[ÉNONCÉ 1] Extrayez toutes les entrées placées après l'analyse du match Inter–Juventus en reproduisant leurs lignes à l'identique. Laissez les images de côté dans votre réponse.

[TEXTE FOURNI]
Face au 3-5-2 de Conte, la Juve a su contrôler le match pour ramener une victoire précieuse de Meazza face au leader de Serie A. L’organisation et les mouvements offensifs des Turinois ont empêché l’Inter d’asseoir sa maitrise défensive et territoriale.

Dybala profite de la course de Bernadeschi pour ouvre le score
La Juve empêche le 5-3-2 de créer des surnombres
Le pressing haut de l’Inter :
Comme c’était le cas à Barcelone, l’Inter entamait ses séquences de pressing en 3412. Cette organisation leur permettait de mettre sous pression (3v3) le trident de relance adverse grâce au trio Sensi – Lukaku – Lautaro.
Derrière, Brozovic et Barrella se voulaient très agressifs sur Matuidi et Khedira, quasiment en marquage individuel.
La défense à 3 se trouvaient alors en théorie sans couverture face à Bernardeschi, CR7 et Dybala, mais Conte comptait sur le coulissement de sa défense pour que le latéral opposé (Asamoah si le ballon est chez Alex Sandro) vienne resserrer, et apporter un surnombre, alors que D’Ambrosio sort sur le porteur.

Sensi très proche de Pjanic / Lukaku – Lautaro au contact de Bonucci et De Ligt. Quand le ballon arrive chez Alex Sandro, D’Ambrosio sort. Hors-champ, les 4 autres défenseurs intéristes coulissent.
Impossible pour la Juve de sortir court face au 5-3-2 coulissant de Conte. L’Inter marque individuellement chaque turinois au cœur du jeu, alors que le latéral opposé vient resserrer pour garantir la supériorité numérique derrière.

[DONNÉES FOURNIES]
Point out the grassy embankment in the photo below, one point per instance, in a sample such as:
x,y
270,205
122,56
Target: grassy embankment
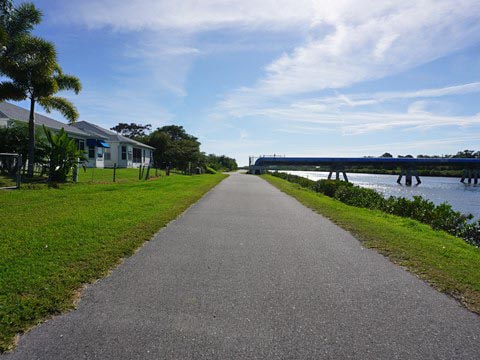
x,y
54,240
446,262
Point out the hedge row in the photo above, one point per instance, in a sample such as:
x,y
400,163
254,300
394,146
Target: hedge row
x,y
439,217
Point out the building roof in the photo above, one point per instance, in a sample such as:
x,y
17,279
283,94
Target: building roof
x,y
108,134
14,112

[ÉNONCÉ 2] Écrivez la suite de l'analyse tactique d'Inter–Juventus à partir de sa dernière phrase.

[RÉPONSE FINALE 1]
Point out the grassy embankment in the photo below, one point per instance, in a sample such as:
x,y
270,205
122,56
Target: grassy embankment
x,y
54,240
446,262
Point out the hedge row in the photo above, one point per instance, in a sample such as:
x,y
400,163
254,300
394,146
Target: hedge row
x,y
439,217
Point out the building roof in the photo above, one point per instance, in a sample such as:
x,y
17,279
283,94
Target: building roof
x,y
108,134
14,112

[RÉPONSE FINALE 2]
C’est ce schéma de pressing – cette fois-ci côté gauche (droit de la Juve) – qui permet la récupération haute antérieure au centre amenant le penalty de l’égalisation.
Sarri adapte son animation offensive :
Dès ses premiers temps de jeu offensifs, la Juve possédait des réponses adéquates à ce pressing.
On le voit dans la vidéo et les schémas ci-dessus avec Dybala, traqué par Skriniar : En décrochant jusqu’à leur propre camp, Dybala et Ronaldo ont éloigné Skriniar et surtout Godin loin de leurs zones de confort.
Capables de les éliminer sur leur première touche dos au but, l’Argentin et le Portugais ont privé l’Inter de son assise défensive habituelle sur les phases de pressing haut.
Les servir dans les pieds n’était pas la seule option pour les relanceurs, qui pouvaient également choisir la profondeur.

Godin à la faute dans le camp adverse face au décrochage de CR7
Forcés à évoluer dans un registre où le centre de gravité (bas) et la motricité sont plus importants que la puissance et le duel (à l’épaule ou aérien), Skriniar et Godin ont été emmenés en eaux profondes par Dybala et CR7. Et privés de couverture mutuelle par l’organisation offensive de la Juve.
Le contenu du match questionne peut-être la durée de vie du 3-5-2, compte tenu des caractéristiques individuelles des centraux nerazzurri.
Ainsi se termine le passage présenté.